TASK LIST:
- 1) Reproduce the passage on Nigeria's fuel imports from "It disclosed that" to "from the Americas.".
- 2) In the passage on Nigeria's fuel imports, which country supplied the largest share of Nigeria's imports in the fourth quarter of 2016?

The Federal Government spent N2.4 trillion on the importation of fuels and lubricants in 2016, according to the National Bureau of Statistics (NBS).

The agency in its fourth quarter (Q4) foreign and merchandise trade statistics released at the weekend, disclosed that about 18.4 per cent of the total cost was used for the importation of Premium Motor Spirit (PMS) during the year under review.

On a quarterly basis Nigeria spent N699.2 billion for the importation of fuels and lubricants, which if retained in the country, could build institutions that would provide jobs for graduates.

The bureau further disaggregation of fuels and lubricants revealed that Premium Motor Spirit dominated fuel and lubricants imports with 20.2 per cent or N469.2 billion, while other fuels and lubricants accounted for the balance of 9.9 per cent during the period.

The bureau said the structure of Nigeria’s export trade is still dominated by crude oil exports, which contributed N2.4 trillion or 81.4 per cent to the value of total domestic export trade in Q4 2016.

The percentage of crude exports to total exports in Q4 thereby decreased to 81.4.0 per cent from 84.3 per cent in Q3, but increased when compared to Q4 2015, accounting for 79.3 per cent of the exports.

It disclosed that Nigeria’s import trade by origin in Q4 showed the country imported goods mostly from China, Belgium, Netherlands, the United States and India. They respectively accounted for N404.1 billion or 17.5 per cent, N356.4 billion or 15.4 per cent, N230.0 billion or 10.0 per cent, N205.6 billion or 8.9 per cent, and N113.9 billion 4.9 per cent of the total value of goods imported during the quarter.

Further analysis of Nigeria’s imports by continent during the period, revealed that it consumed goods largely from Europe with import value of N1, 127.9 billion or 48.9 per cent, adding that it also imported goods valued at N761.9 billion or 33 per cent from Asia and N312.8 billion or 13.6 per cent from the Americas.

LISTING:
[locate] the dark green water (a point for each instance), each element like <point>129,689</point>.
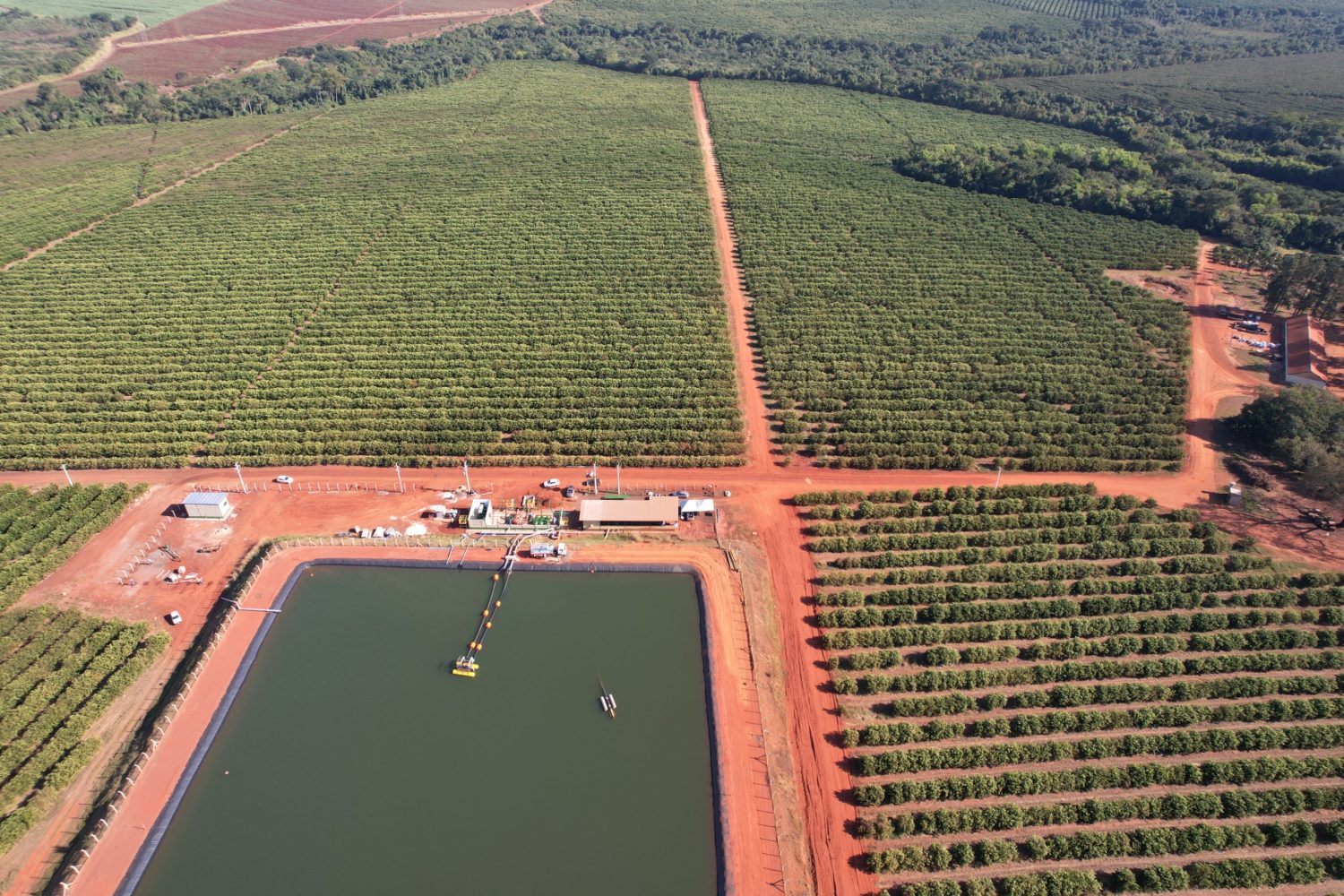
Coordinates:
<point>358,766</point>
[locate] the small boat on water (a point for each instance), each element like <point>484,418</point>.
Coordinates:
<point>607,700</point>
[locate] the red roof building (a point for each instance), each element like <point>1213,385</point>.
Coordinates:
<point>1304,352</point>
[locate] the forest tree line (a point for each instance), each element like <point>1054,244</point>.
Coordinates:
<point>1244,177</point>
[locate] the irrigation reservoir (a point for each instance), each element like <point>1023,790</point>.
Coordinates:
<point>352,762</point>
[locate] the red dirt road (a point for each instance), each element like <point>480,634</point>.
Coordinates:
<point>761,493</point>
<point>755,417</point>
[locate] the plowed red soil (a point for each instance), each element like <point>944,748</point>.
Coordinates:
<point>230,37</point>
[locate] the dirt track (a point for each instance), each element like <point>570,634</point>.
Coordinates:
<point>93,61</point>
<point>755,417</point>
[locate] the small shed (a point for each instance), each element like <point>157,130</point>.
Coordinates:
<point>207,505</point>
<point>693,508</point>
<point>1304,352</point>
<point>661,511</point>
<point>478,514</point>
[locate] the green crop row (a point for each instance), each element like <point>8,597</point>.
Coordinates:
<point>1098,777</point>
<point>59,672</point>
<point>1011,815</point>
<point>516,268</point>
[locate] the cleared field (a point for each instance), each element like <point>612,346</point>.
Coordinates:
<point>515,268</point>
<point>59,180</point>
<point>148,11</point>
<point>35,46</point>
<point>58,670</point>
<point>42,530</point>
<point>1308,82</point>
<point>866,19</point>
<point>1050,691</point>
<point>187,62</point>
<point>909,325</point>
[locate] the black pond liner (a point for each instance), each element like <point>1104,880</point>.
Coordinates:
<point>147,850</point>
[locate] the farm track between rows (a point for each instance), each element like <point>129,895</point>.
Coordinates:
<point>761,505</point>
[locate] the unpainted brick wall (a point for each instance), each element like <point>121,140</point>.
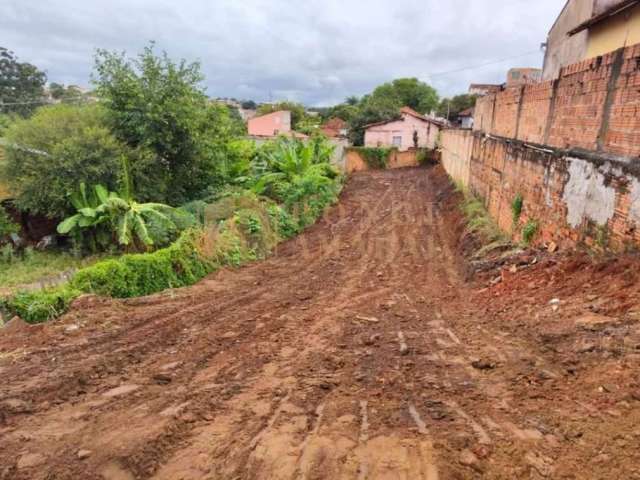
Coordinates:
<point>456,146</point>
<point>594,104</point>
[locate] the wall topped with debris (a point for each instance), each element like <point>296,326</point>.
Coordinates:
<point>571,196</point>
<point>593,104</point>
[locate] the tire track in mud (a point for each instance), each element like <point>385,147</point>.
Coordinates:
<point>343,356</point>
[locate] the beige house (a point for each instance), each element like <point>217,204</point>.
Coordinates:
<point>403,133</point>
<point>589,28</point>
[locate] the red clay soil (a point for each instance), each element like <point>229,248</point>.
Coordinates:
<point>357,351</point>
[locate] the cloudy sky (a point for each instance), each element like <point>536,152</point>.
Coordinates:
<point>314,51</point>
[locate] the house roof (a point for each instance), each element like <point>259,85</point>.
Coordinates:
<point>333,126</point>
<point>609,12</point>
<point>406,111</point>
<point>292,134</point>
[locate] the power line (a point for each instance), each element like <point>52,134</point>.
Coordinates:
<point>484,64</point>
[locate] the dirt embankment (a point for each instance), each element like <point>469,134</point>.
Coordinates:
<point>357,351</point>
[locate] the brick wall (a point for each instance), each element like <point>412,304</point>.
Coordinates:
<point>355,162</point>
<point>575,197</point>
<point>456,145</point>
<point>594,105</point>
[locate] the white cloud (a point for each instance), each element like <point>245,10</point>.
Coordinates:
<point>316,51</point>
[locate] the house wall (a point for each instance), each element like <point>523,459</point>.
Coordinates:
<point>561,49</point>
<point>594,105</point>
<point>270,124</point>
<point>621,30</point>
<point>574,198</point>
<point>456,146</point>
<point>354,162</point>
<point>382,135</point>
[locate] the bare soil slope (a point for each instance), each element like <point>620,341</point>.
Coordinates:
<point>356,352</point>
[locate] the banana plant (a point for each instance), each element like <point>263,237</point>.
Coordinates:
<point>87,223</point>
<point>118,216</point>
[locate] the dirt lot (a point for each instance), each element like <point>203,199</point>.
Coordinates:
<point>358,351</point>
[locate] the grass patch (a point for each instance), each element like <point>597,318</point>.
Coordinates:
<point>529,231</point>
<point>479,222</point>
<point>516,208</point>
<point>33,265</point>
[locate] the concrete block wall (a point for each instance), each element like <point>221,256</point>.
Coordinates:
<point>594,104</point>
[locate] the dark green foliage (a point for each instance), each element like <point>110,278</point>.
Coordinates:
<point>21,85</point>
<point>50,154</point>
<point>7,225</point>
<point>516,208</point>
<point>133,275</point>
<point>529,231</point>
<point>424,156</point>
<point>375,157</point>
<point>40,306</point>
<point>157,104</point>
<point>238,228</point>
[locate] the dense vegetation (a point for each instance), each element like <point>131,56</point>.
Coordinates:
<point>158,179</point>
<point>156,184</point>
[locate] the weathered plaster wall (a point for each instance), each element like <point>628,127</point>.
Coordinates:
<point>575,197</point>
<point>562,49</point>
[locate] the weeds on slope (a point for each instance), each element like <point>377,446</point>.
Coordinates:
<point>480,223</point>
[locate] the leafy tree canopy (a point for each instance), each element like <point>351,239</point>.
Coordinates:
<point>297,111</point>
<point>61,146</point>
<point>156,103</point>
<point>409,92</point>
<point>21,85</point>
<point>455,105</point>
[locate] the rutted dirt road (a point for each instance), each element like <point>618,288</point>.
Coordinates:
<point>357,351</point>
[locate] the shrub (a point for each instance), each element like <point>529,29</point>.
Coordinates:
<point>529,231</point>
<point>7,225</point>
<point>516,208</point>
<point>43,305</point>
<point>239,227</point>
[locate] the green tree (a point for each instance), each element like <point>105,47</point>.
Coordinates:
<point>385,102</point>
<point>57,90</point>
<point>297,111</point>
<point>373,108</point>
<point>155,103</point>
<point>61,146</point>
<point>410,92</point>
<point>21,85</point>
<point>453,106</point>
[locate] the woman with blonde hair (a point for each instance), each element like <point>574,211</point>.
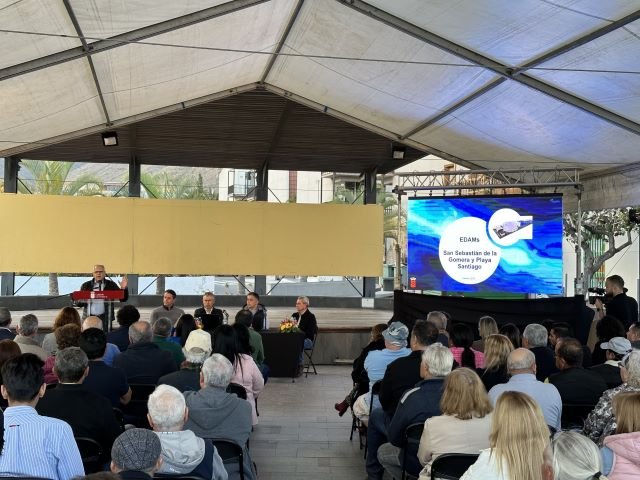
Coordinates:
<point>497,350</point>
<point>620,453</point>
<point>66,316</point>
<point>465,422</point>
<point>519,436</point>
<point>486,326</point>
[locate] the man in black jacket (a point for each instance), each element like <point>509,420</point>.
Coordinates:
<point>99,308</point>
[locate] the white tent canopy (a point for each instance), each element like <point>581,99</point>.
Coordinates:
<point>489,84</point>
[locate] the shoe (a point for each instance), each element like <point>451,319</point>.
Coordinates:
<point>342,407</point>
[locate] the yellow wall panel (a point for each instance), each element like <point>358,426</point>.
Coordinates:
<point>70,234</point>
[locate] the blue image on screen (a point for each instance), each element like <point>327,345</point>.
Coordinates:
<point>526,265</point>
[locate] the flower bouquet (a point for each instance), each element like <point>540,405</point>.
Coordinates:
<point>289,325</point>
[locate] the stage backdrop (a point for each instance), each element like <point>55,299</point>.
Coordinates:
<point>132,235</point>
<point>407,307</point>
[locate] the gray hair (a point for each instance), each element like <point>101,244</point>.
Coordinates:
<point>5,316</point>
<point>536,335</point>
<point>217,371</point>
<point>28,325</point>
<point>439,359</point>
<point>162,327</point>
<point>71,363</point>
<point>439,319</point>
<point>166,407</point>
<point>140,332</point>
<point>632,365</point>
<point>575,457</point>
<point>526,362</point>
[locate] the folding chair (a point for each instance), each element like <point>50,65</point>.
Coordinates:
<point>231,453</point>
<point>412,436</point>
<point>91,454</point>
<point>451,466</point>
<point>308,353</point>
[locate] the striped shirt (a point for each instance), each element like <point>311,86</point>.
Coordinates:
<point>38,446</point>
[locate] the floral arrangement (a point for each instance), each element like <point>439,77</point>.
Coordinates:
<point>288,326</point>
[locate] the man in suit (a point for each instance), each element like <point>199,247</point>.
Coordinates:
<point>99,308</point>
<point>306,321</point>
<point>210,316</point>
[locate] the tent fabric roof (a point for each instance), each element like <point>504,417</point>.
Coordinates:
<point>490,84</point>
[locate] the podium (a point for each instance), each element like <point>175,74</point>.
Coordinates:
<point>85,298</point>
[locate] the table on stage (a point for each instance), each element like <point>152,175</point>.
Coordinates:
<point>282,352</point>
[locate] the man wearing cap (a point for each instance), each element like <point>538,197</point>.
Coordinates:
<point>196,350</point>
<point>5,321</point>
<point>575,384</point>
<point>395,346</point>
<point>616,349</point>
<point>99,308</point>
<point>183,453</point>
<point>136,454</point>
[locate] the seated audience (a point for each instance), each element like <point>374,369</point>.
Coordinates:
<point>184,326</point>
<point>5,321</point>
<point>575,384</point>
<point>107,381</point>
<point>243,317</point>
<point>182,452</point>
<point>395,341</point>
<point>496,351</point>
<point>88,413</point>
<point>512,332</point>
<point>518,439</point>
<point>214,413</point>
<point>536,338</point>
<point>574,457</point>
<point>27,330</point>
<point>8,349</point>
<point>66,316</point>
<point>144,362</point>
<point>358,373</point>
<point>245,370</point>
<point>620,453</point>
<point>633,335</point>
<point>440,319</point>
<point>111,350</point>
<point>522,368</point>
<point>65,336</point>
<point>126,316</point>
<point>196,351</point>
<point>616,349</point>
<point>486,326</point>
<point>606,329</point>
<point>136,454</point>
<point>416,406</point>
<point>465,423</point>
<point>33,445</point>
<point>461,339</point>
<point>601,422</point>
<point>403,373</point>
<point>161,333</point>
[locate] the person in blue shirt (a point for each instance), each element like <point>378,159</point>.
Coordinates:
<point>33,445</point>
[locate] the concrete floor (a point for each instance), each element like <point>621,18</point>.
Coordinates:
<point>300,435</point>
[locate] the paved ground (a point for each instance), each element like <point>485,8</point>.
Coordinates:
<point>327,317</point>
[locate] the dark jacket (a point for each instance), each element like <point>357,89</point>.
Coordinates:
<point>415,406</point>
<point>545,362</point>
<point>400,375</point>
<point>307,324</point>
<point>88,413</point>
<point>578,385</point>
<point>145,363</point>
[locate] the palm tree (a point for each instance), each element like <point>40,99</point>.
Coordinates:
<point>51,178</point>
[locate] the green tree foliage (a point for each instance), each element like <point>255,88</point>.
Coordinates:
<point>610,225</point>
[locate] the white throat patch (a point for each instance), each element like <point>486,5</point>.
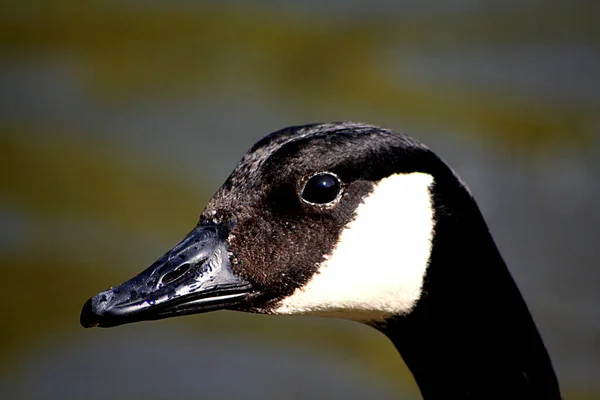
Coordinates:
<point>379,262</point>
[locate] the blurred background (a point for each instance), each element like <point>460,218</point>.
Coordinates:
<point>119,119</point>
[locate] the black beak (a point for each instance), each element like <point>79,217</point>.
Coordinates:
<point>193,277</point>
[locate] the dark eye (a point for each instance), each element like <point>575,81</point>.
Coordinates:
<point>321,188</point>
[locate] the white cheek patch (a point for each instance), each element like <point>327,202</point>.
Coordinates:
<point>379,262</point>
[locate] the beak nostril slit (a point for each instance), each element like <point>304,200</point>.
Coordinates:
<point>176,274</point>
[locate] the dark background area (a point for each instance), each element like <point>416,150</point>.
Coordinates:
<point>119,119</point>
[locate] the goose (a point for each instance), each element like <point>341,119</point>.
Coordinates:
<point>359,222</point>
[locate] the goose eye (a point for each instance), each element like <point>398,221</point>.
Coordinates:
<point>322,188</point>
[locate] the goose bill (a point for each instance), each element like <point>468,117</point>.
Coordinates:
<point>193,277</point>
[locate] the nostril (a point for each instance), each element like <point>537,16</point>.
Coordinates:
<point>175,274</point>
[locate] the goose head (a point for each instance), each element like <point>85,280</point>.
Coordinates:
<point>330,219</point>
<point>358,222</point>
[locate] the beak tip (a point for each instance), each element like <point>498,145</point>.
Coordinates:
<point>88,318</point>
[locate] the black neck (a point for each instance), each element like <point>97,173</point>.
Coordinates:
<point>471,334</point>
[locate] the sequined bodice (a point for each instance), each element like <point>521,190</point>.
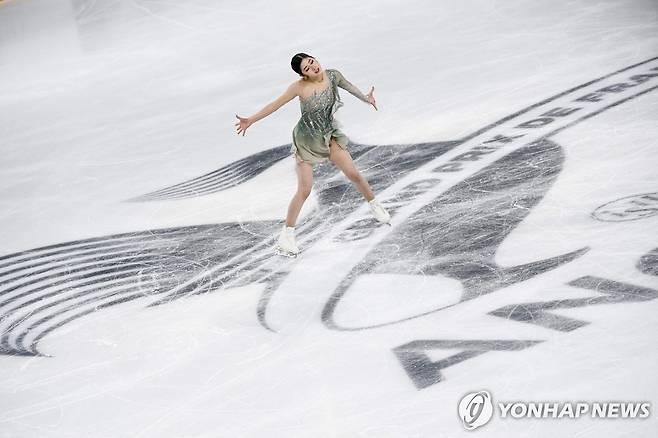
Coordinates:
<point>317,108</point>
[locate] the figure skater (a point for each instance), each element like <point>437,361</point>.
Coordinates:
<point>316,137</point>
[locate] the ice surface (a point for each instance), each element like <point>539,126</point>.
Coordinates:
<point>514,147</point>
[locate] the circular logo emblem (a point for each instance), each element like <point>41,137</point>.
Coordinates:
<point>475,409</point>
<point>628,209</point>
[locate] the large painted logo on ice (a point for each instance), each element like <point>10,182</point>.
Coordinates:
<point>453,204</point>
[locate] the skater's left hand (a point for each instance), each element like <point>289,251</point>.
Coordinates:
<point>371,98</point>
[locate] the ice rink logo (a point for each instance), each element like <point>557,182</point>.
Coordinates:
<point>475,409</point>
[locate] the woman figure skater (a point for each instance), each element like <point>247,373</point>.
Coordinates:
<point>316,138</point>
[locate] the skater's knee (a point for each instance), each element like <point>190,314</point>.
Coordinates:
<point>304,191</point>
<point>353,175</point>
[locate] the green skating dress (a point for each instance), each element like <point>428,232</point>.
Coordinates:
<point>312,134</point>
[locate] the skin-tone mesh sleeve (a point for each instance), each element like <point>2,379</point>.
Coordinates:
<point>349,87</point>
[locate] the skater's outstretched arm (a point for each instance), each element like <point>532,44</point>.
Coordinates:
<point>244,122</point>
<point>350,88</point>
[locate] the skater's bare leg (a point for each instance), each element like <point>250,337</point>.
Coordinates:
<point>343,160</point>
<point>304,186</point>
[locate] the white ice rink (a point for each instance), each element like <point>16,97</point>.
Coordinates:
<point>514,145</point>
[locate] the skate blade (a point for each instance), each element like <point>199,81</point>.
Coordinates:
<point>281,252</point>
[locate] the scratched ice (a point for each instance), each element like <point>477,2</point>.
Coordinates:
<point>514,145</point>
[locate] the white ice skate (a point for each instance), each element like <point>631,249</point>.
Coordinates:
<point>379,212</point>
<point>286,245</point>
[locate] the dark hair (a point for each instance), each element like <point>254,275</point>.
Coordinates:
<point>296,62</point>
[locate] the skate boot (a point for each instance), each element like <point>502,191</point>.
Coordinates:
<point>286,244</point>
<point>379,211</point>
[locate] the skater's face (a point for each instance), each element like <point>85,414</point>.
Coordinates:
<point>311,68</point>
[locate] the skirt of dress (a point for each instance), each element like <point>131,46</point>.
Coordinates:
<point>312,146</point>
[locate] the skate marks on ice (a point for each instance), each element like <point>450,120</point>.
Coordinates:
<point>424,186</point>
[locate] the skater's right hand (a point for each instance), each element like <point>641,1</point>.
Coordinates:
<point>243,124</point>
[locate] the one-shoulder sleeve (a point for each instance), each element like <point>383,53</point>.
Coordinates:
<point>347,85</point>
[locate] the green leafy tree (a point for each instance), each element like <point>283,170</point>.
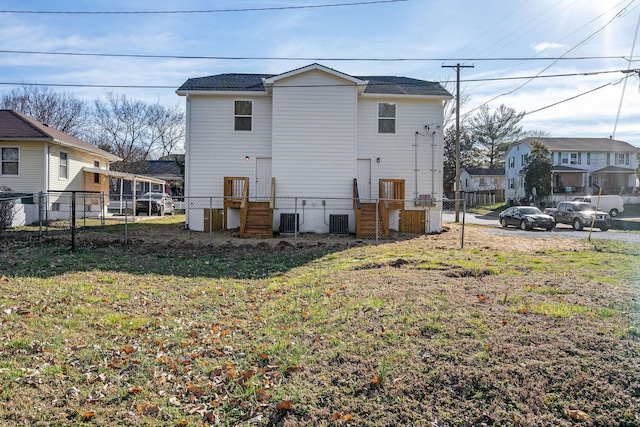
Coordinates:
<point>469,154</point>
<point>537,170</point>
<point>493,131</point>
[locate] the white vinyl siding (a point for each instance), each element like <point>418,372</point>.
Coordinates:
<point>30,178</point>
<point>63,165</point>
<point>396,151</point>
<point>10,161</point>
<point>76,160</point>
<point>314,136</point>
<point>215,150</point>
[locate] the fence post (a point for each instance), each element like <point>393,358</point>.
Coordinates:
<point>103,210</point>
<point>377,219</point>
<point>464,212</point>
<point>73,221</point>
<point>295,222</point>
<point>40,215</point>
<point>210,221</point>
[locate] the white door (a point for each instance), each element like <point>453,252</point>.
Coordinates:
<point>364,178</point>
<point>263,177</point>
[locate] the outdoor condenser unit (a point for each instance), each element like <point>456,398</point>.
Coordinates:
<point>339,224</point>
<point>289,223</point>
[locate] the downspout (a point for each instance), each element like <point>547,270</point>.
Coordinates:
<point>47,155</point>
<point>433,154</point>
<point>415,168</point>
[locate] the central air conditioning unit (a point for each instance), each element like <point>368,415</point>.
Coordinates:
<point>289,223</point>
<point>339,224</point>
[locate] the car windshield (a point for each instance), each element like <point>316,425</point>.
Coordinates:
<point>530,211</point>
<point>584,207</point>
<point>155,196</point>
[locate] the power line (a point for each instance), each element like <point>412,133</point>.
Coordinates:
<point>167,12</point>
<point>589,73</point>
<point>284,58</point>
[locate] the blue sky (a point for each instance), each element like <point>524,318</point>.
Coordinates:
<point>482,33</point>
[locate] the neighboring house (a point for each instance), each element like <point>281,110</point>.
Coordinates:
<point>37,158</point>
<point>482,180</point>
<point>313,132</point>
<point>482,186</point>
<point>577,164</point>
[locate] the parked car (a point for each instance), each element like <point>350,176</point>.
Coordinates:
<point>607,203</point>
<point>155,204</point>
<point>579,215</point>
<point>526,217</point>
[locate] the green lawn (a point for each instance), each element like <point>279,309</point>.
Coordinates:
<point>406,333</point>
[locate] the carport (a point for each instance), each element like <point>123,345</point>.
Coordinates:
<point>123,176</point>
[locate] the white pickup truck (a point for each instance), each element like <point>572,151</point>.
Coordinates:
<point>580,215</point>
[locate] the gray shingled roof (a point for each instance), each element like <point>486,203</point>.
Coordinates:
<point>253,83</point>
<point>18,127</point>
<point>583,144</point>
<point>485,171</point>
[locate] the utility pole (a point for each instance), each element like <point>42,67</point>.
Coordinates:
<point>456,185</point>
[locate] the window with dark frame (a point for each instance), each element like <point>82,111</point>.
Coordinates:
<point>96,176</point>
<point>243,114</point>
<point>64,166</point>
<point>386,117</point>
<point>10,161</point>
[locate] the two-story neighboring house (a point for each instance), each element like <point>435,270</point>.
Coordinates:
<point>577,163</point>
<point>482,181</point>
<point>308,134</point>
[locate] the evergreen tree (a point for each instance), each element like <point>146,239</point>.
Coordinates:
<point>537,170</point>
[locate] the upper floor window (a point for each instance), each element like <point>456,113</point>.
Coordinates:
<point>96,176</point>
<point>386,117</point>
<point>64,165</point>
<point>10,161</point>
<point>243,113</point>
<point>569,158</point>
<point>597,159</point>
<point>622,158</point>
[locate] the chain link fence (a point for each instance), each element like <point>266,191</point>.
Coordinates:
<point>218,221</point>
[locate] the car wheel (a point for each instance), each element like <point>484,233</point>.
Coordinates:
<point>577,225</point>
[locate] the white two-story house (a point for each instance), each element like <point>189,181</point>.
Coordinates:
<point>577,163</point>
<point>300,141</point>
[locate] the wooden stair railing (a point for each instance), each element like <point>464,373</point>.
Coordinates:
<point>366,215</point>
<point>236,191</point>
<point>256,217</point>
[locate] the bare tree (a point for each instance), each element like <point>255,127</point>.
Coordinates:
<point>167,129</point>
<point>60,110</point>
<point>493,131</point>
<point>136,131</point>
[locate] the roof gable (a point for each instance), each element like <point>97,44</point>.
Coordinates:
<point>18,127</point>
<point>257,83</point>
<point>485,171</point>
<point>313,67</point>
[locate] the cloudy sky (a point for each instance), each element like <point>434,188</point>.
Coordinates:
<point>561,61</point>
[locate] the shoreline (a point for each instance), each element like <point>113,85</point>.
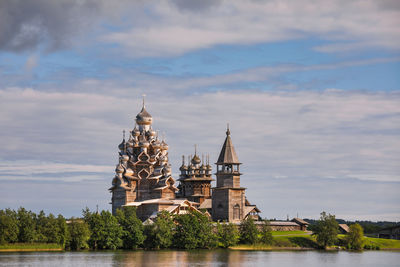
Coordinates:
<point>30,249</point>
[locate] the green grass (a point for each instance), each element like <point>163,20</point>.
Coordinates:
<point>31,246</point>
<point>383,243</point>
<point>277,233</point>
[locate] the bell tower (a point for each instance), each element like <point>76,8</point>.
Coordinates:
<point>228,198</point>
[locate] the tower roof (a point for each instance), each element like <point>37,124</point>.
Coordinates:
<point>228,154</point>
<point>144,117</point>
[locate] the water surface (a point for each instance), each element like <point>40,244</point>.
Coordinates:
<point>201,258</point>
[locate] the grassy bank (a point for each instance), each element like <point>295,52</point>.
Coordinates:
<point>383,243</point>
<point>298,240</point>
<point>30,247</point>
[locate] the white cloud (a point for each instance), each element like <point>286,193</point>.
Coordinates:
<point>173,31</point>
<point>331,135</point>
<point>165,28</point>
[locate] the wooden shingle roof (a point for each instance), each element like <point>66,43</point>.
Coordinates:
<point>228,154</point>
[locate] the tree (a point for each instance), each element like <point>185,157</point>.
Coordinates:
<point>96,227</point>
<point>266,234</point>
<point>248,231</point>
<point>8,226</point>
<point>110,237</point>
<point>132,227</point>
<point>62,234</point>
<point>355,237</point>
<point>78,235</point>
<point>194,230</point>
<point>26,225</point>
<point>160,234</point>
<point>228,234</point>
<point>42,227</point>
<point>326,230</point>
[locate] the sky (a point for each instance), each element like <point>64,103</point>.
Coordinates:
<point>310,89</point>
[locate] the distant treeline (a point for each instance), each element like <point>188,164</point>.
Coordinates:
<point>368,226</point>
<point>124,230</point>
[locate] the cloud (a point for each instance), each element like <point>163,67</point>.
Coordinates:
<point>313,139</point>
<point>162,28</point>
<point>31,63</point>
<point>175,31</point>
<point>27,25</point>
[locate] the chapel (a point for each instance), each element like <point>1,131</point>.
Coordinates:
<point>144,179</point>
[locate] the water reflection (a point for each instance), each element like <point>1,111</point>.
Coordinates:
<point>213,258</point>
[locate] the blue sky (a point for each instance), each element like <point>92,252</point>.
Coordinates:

SOLUTIONS TO THE EXERCISE:
- 1)
It disclosed that Nigeria’s import trade by origin in Q4 showed the country imported goods mostly from China, Belgium, Netherlands, the United States and India. They respectively accounted for N404.1 billion or 17.5 per cent, N356.4 billion or 15.4 per cent, N230.0 billion or 10.0 per cent, N205.6 billion or 8.9 per cent, and N113.9 billion 4.9 per cent of the total value of goods imported during the quarter.

Further analysis of Nigeria’s imports by continent during the period, revealed that it consumed goods largely from Europe with import value of N1, 127.9 billion or 48.9 per cent, adding that it also imported goods valued at N761.9 billion or 33 per cent from Asia and N312.8 billion or 13.6 per cent from the Americas.

- 2) China, which accounted for N404.1 billion, or 17.5 percent of the total value of goods imported that quarter.